List every web address that appears in the mailing-list post below.
───── Page excerpt
Jay Hannah <jay@jays.net>:
> -ponder-  I need to study Benchmark. Looks cool. What's the point of
> @x? Can
> 
>     sub j9 { my @x = sort by_date @dates }
> 
> be written as
> 
>     sub j9 { sort by_date @dates }
> ?

No. Benchmark calls the subs in scalar context; the my @x is used to
force sort to be called in list context. As for what sort *should*
do in scalar context, noone is really sure -- the latest consensus
is that it should play nethack:

<http://www.nntp.perl.org/group/perl.perl5.porters/92250>
<http://www.nntp.perl.org/group/perl.perl5.porters/92477>
 
>> sub j1 {
>>     my @x = map { substr($_,4) } sort map { substr($_,4).$_ } @dates
>> }
> 
> -laugh-  Took me 3 minutes to figure out what that does. map tends to 
> confuse my limited synapses.
> 
>> Which surprised me. I expected j1 to be much faster.
> 
> Usually its faster for me to re-write a use of map than it is for me to 
> figure out what I was doing when I wrote it. -grin- Typically I can't 
> grok map at a glance, which slows me down. Can't argue w/ fast 
> benchmarking though!
> 
> Thanks for the tips!

You're welcome. Actually, I wasn't trying to be silly on purpoose
(for once), just following the standard GRT sort hack:

<http://www.perlmonks.org/index.pl?node_id=145659>

The GRT and its cousin the Schwartzian Transform are usually a lot
faster whenever the comparison function is expensive because they
pre-compute the sort keys just n times (rather than n log n when
called by sort). The GRT is usually faster than the Schwartzian
Transform because sort without a sort block or function is done
in C and so is faster than interpreting the Perl sort function.
──────────
───── Data extract
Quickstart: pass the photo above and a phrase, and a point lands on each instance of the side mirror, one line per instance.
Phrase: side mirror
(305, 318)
──────────
◆ Answer for the task
- http://www.nntp.perl.org/group/perl.perl5.porters/92250
- http://www.nntp.perl.org/group/perl.perl5.porters/92477
- http://www.perlmonks.org/index.pl?node_id=145659